Output the material below in full, exactly as it is.

##### Dataset extract #####

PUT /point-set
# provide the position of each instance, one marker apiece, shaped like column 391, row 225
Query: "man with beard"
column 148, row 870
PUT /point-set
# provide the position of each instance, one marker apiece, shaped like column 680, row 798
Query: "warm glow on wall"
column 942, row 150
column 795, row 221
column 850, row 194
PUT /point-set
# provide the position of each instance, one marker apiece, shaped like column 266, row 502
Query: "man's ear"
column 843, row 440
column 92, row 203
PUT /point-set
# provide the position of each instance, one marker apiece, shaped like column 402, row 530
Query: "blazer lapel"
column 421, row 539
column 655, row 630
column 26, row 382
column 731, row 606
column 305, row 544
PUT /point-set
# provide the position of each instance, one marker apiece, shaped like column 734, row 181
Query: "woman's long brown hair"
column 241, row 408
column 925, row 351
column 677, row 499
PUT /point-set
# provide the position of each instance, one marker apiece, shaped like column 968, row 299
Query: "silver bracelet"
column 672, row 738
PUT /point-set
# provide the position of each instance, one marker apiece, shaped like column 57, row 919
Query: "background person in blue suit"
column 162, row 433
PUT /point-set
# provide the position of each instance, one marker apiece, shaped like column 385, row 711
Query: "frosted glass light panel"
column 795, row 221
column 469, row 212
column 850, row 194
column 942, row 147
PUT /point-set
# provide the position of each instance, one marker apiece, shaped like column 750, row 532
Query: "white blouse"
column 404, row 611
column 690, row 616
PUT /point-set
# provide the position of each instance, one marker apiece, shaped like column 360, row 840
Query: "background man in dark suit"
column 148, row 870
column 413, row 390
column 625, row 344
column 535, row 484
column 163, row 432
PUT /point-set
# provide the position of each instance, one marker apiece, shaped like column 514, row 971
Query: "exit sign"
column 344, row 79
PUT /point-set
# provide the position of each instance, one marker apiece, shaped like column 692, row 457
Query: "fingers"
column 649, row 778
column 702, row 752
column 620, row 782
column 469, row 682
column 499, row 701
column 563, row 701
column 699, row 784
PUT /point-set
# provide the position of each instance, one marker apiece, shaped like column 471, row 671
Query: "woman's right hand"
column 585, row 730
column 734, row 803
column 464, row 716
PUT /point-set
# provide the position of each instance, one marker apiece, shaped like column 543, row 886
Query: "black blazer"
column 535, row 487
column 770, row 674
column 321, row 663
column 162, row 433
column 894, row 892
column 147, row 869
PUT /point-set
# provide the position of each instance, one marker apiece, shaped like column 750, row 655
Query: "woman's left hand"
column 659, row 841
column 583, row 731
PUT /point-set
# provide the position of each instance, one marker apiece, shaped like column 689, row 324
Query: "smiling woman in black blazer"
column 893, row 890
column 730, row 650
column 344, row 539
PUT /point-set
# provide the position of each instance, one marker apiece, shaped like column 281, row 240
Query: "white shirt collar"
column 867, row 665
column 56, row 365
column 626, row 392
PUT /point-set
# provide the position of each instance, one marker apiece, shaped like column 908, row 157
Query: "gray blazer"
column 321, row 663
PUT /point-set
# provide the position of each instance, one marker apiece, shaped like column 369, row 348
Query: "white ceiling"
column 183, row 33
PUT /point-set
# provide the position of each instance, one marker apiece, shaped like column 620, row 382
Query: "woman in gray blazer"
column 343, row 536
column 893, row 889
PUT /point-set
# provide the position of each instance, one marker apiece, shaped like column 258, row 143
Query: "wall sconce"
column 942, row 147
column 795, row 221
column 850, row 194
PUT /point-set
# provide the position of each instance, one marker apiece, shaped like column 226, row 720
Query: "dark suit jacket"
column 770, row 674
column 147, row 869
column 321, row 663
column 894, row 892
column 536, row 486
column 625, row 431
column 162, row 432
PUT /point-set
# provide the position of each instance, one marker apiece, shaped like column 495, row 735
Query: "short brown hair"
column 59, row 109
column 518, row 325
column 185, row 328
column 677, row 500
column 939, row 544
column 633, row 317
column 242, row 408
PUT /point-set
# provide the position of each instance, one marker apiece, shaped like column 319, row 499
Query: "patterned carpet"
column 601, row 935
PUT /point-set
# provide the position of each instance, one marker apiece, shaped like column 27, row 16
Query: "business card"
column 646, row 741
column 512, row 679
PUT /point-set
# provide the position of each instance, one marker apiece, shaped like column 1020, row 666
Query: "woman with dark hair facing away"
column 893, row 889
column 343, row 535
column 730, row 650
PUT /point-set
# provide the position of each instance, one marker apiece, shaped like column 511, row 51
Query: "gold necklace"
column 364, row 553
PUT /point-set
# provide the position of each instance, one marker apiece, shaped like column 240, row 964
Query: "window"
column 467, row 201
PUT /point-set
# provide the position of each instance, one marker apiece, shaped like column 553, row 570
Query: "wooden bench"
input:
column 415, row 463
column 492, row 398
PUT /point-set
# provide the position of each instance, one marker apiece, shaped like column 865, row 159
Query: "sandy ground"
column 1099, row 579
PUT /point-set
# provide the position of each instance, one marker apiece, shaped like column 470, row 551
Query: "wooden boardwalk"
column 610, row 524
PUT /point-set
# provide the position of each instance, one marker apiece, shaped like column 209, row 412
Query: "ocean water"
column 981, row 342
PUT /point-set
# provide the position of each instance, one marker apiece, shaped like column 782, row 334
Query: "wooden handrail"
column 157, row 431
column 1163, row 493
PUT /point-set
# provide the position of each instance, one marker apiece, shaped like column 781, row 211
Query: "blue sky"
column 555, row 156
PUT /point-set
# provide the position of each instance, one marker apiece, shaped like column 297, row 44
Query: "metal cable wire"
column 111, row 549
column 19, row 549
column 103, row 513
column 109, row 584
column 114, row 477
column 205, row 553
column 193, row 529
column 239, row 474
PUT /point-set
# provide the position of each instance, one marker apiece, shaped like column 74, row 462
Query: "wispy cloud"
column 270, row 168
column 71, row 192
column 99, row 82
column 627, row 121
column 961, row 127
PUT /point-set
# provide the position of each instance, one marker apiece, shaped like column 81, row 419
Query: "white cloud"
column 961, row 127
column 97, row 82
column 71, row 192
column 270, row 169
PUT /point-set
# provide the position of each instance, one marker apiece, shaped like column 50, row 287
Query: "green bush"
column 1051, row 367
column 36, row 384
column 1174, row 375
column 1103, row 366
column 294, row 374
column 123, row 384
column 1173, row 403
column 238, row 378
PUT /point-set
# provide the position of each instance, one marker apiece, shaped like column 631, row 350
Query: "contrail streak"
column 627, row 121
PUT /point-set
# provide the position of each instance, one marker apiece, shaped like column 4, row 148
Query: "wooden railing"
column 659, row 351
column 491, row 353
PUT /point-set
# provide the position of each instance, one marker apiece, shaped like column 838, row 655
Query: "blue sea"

#####

# Correct result
PUT /point-set
# provide the position of each instance, one marker apiece, shaped like column 391, row 225
Query: "man with beard"
column 148, row 870
PUT /point-set
# provide the position of each instance, one marker apiece, shaped like column 680, row 798
Query: "warm glow on wall"
column 942, row 150
column 795, row 221
column 850, row 194
PUT /point-set
# provide the position of each instance, one marker apiece, shaped like column 266, row 502
Query: "man's ear"
column 843, row 440
column 92, row 203
PUT /point-set
# provide the position of each instance, one marker apiece, shaped like column 402, row 530
Query: "blazer lapel"
column 421, row 539
column 655, row 630
column 26, row 382
column 731, row 606
column 305, row 544
PUT /point-set
# provide the position of each instance, one marker apiece, shaped like column 734, row 181
Query: "woman's long brown hair"
column 241, row 408
column 925, row 351
column 677, row 499
PUT /point-set
# provide the position of each instance, one marker apiece, shaped like column 968, row 299
Query: "silver bracelet"
column 672, row 738
PUT /point-set
# provide the position of each instance, one marker apiece, shaped like column 57, row 919
Query: "background person in blue suit"
column 162, row 433
PUT /point-set
# provide the position of each instance, one marker apiece, shaped like column 385, row 711
Query: "frosted glass light panel"
column 795, row 221
column 469, row 212
column 850, row 194
column 942, row 147
PUT /point-set
# provide the position of each instance, one marker apiece, shaped like column 750, row 532
Query: "white blouse"
column 404, row 611
column 690, row 616
PUT /point-set
# provide the position of each instance, one marker apiece, shaped like column 360, row 840
Query: "background man in dark suit"
column 148, row 870
column 413, row 390
column 625, row 344
column 535, row 484
column 163, row 432
PUT /point-set
# provide the position of each instance, one marker apiece, shaped like column 514, row 971
Query: "exit sign"
column 344, row 79
PUT /point-set
# provide the position of each instance, one marker apiece, shaped like column 692, row 457
Query: "fingers"
column 649, row 778
column 702, row 752
column 620, row 782
column 469, row 682
column 499, row 701
column 563, row 701
column 699, row 784
PUT /point-set
# provide the position of each instance, one marker apiece, shaped like column 471, row 671
Query: "woman's right hand"
column 585, row 730
column 734, row 803
column 464, row 716
PUT /point-set
# provide the position of each instance, one marker apiece, shaped like column 543, row 886
Query: "black blazer"
column 535, row 487
column 770, row 674
column 321, row 663
column 162, row 433
column 894, row 892
column 147, row 869
PUT /point-set
# provide the position of each instance, one marker apiece, shaped like column 750, row 655
Query: "woman's left hand"
column 659, row 841
column 583, row 731
PUT /point-set
# provide the position of each instance, one marker apiece, shaped like column 689, row 324
Query: "smiling woman in black blazer"
column 893, row 890
column 730, row 650
column 344, row 539
PUT /point-set
# provide the position of each instance, one marker apiece, shaped like column 281, row 240
Query: "white shirt collar"
column 867, row 665
column 56, row 365
column 626, row 392
PUT /point-set
# provide the position of each instance, one marker apiece, shaped like column 908, row 157
Query: "gray blazer"
column 321, row 663
PUT /point-set
# provide the position of each instance, one marker apiece, shaped like column 369, row 348
Query: "white ceiling"
column 183, row 33
PUT /point-set
# provide the position of each instance, one marker apiece, shaped like column 620, row 382
Query: "woman in gray blazer"
column 343, row 536
column 893, row 889
PUT /point-set
# provide the position of each instance, one marker apiece, shaped like column 258, row 143
Query: "wall sconce"
column 942, row 147
column 795, row 221
column 850, row 194
PUT /point-set
# provide the position of each instance, one marker apiece, shaped like column 226, row 720
Query: "dark suit jacket"
column 770, row 674
column 147, row 869
column 321, row 663
column 894, row 892
column 536, row 486
column 625, row 431
column 162, row 432
PUT /point-set
# provide the position of each instance, one marker apiece, shaped like column 495, row 735
Query: "short brown hair"
column 59, row 109
column 518, row 325
column 185, row 328
column 677, row 500
column 939, row 544
column 633, row 317
column 242, row 408
PUT /point-set
# provide the position of each instance, one marker apiece, shaped like column 319, row 499
Query: "patterned carpet"
column 601, row 935
PUT /point-set
# provide the position of each instance, one marker apiece, shaped like column 27, row 16
Query: "business card"
column 646, row 741
column 512, row 679
PUT /point-set
# provide the position of each instance, one marker apiece, shaped like column 1020, row 666
Query: "woman with dark hair facing away"
column 893, row 889
column 343, row 535
column 730, row 650
PUT /point-set
# provide the position of each instance, one marker apiece, shaped like column 511, row 51
Query: "gold necklace"
column 364, row 553
PUT /point-set
# provide the position of each instance, one marker apiece, shaped like column 240, row 964
Query: "window"
column 467, row 201
PUT /point-set
# provide the position of each instance, one marker apiece, shaped like column 553, row 570
Query: "wooden bench"
input:
column 415, row 463
column 492, row 398
PUT /point-set
# provide the position of each instance, one marker apiece, shaped like column 865, row 159
Query: "sandy ground"
column 1099, row 579
PUT /point-set
# provide the position of each instance, one marker apiece, shaped like column 470, row 551
Query: "wooden boardwalk"
column 610, row 524
PUT /point-set
# provide the position of each instance, one marker apiece, shaped like column 209, row 412
Query: "ocean water"
column 981, row 342
PUT /point-set
# provide the position of each instance, one marker apiece, shaped like column 782, row 334
Query: "wooden handrail"
column 157, row 431
column 1163, row 493
PUT /point-set
# provide the position of each instance, one marker apiece, shaped like column 781, row 211
Query: "blue sky"
column 555, row 156
PUT /point-set
# provide the position of each instance, one marker apiece, shaped like column 297, row 44
Query: "metal cable wire"
column 111, row 549
column 19, row 549
column 103, row 513
column 109, row 584
column 114, row 477
column 205, row 553
column 193, row 529
column 239, row 474
PUT /point-set
# provide the position of each instance, one marker apiece, shaped like column 74, row 462
Query: "wispy cloud"
column 270, row 168
column 71, row 192
column 99, row 82
column 627, row 121
column 961, row 127
PUT /point-set
# provide the position of each instance, one marker apiece, shaped like column 81, row 419
Query: "white cloud"
column 961, row 127
column 97, row 82
column 71, row 192
column 270, row 169
PUT /point-set
# provide the position of each instance, one marker apiece, shaped like column 50, row 287
Query: "green bush"
column 1051, row 367
column 36, row 384
column 1174, row 375
column 1103, row 366
column 294, row 374
column 123, row 384
column 1173, row 403
column 238, row 378
PUT /point-set
# provide the position of each instance, one marker apiece, shaped like column 631, row 350
Query: "contrail streak"
column 627, row 121
PUT /point-set
# provide the position of each instance, one marker apiece, shaped like column 4, row 148
Query: "wooden railing"
column 659, row 351
column 491, row 353
PUT /point-set
# provide the position of each instance, one marker apiece, shaped like column 838, row 655
Query: "blue sea"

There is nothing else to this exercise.